Required task =
Output all the entries word for word. Omit the pictures.

Data extract =
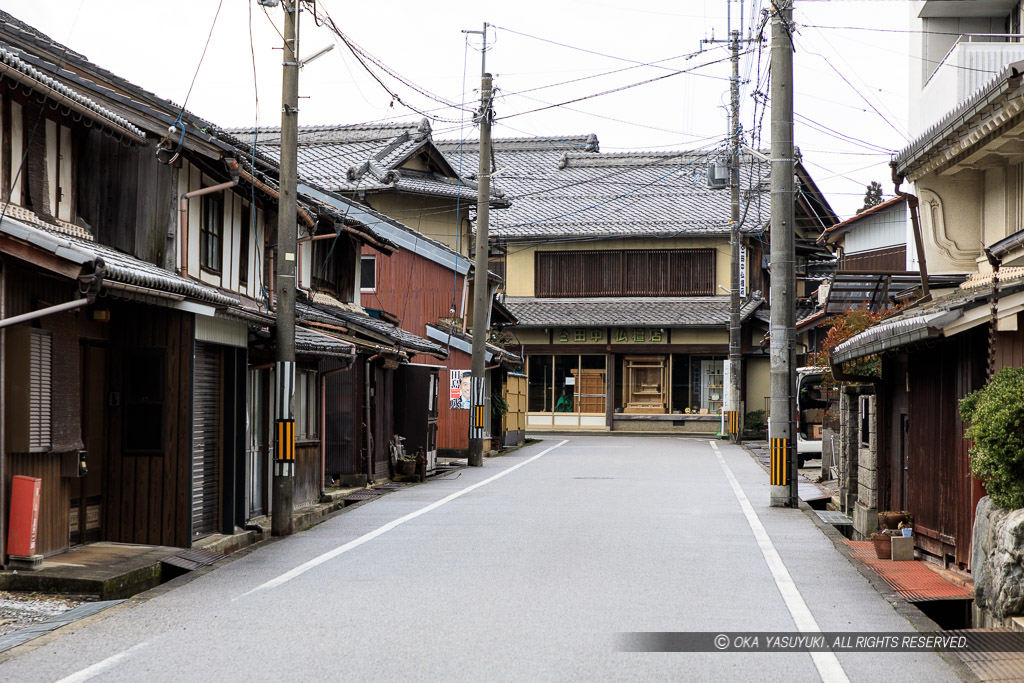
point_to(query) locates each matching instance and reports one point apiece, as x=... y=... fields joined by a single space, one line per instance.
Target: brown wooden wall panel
x=415 y=289
x=307 y=470
x=625 y=272
x=941 y=494
x=1010 y=348
x=147 y=497
x=890 y=258
x=53 y=497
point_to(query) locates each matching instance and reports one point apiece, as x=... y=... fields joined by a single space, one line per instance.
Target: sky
x=551 y=61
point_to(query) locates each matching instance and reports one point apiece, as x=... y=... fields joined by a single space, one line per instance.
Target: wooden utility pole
x=735 y=359
x=781 y=424
x=284 y=465
x=481 y=301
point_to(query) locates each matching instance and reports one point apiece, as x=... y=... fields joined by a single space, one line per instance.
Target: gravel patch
x=20 y=609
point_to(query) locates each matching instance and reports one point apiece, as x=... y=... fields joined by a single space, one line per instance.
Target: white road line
x=95 y=670
x=331 y=554
x=826 y=663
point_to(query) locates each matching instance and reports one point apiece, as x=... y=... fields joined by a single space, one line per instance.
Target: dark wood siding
x=625 y=272
x=208 y=438
x=307 y=470
x=343 y=403
x=125 y=195
x=889 y=258
x=940 y=492
x=147 y=497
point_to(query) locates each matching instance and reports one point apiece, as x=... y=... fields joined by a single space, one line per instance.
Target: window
x=211 y=231
x=626 y=272
x=143 y=401
x=305 y=406
x=567 y=384
x=244 y=244
x=368 y=273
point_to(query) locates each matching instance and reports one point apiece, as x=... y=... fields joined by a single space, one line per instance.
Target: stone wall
x=997 y=565
x=858 y=461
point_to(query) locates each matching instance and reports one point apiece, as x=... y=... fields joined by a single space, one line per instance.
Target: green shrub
x=995 y=416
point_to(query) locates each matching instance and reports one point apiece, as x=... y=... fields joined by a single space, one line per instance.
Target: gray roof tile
x=639 y=311
x=565 y=187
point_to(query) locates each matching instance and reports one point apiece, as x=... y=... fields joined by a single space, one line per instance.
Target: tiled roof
x=367 y=158
x=633 y=311
x=14 y=67
x=844 y=226
x=118 y=267
x=349 y=316
x=565 y=187
x=308 y=342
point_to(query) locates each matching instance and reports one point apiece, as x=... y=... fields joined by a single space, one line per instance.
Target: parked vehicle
x=812 y=401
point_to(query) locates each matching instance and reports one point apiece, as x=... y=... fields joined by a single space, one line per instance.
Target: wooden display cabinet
x=644 y=386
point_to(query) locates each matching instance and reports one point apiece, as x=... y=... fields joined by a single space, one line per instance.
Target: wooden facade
x=924 y=461
x=415 y=289
x=876 y=260
x=625 y=272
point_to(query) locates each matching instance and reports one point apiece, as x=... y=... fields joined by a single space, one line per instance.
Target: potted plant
x=883 y=542
x=892 y=520
x=406 y=465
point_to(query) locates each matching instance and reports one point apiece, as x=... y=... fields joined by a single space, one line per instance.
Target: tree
x=995 y=418
x=872 y=197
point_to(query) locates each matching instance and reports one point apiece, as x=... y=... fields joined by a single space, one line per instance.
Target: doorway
x=85 y=518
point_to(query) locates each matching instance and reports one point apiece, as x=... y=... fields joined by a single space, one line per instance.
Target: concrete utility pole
x=481 y=400
x=284 y=465
x=781 y=426
x=735 y=359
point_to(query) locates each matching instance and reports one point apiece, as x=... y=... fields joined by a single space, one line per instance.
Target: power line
x=613 y=90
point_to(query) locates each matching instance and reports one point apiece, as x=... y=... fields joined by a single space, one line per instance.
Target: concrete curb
x=921 y=622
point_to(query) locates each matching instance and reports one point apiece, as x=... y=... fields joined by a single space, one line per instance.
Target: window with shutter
x=39 y=394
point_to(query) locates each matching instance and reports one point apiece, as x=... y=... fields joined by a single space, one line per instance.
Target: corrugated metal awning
x=894 y=334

Response =
point_to(query) locates each matching instance and reports one point apiece, as x=... y=... fields joined by a single space, one line per instance.
Target: brown wooden wall panel
x=415 y=289
x=307 y=470
x=625 y=272
x=941 y=494
x=1010 y=348
x=147 y=497
x=890 y=258
x=53 y=497
point_to(query) locates each matching instance and reports one point apiece, as x=... y=... fields joined by a single space, one line per instance.
Target: sky
x=551 y=61
point_to(query) locates each matching instance and reports one point apiece, as x=... y=... fields joined by a single space, one line per instance.
Target: wooden utility pole
x=735 y=359
x=781 y=424
x=284 y=465
x=481 y=301
point_to(query) locates each matching instance and reports one point apiece, as x=... y=... fields joined by a single space, one line per instance.
Target: gravel patch
x=20 y=609
point_to(query) locates each matching instance and reports one point apiece, as x=... y=... fields joined by a single space, one line per instance.
Target: white road line
x=95 y=670
x=331 y=554
x=826 y=663
point_to(query) locates each matching instance and reports one point apiece, as x=... y=... fields joined by a single space, one line per instance.
Target: dark wood siding
x=625 y=272
x=208 y=438
x=307 y=470
x=343 y=403
x=125 y=195
x=889 y=258
x=940 y=492
x=147 y=497
point_to(query) locates each matching instance and reports one point apiece, as x=... y=... fields joined by a single space, one line per instance.
Target: window
x=211 y=231
x=626 y=272
x=143 y=401
x=305 y=406
x=567 y=384
x=244 y=244
x=368 y=273
point_to(query) locates each matching instance and reports one point apiece, as x=... y=... fields joined by a single space, one line per instance.
Target: stone wall
x=997 y=565
x=858 y=461
point_to(query) locates each matching instance and reports one point apiece, as x=... y=... fields joined by a single space, one line per instance.
Target: green shrub
x=995 y=416
point_to(query) locates each matching instance and reports one point apiece, as x=... y=... fields joined by a single space, one line per instance.
Target: gray roof tile
x=639 y=311
x=565 y=187
point_to(query) locates each matching instance and reports one point apiece, as x=... y=... fields joined by a single space, one line per instance.
Target: tiled roof
x=367 y=158
x=633 y=311
x=14 y=67
x=844 y=226
x=118 y=267
x=349 y=316
x=565 y=187
x=308 y=342
point_to(query) locates each matching instance and reports one point apiece, as x=... y=... fields joined by a single space, one line per instance.
Target: parked vehicle
x=812 y=401
point_to(query) locates each matching instance and reports one point apiece, as x=... y=... fields joined by a single space, one line per instance.
Target: wooden display cabinet
x=644 y=386
point_to(query) locates each matching instance and reports one point apiece, as x=... y=... fields joined by a single space, one line per instance.
Target: wooden facade
x=924 y=461
x=415 y=289
x=876 y=260
x=625 y=272
point_to(query) locates each matching instance and reports one point apiece, as x=... y=... fields joined by a single space, one line per instance.
Target: potted plant
x=883 y=542
x=892 y=520
x=406 y=465
point_to(query) locates each matching instance and reports one point apiece, as x=... y=... fields joined by a single space, one line per instance.
Target: tree
x=995 y=418
x=872 y=197
point_to(query) locates each matching instance and reports one point apiece, as x=... y=... fields joined by a single space, one line per instance.
Target: doorway
x=85 y=518
point_to(query) locates each matching instance and reports one point apiece, as x=... y=... fields joined by a single space, one line per instance.
Target: concrete utility pole
x=481 y=400
x=284 y=465
x=781 y=426
x=735 y=359
point_to(query) locates each matching instance and reports one point apiece, as x=... y=... fields joined by a single space, one line per instance.
Target: power line
x=613 y=90
point_to(query) locates each matching instance and reports one point apiece, as x=... y=... fields joined by a single space, one line per instance.
Target: concrete curb
x=921 y=622
point_to(query) locates each matching instance and reports one point apiece, as x=... y=... fields joined by a single space, one line per instance.
Target: window with shutter
x=39 y=394
point_to(query) locates each matching instance and reports one point apiece, as x=... y=... fields joined by a single space, one line per instance.
Target: corrugated metal awning
x=894 y=334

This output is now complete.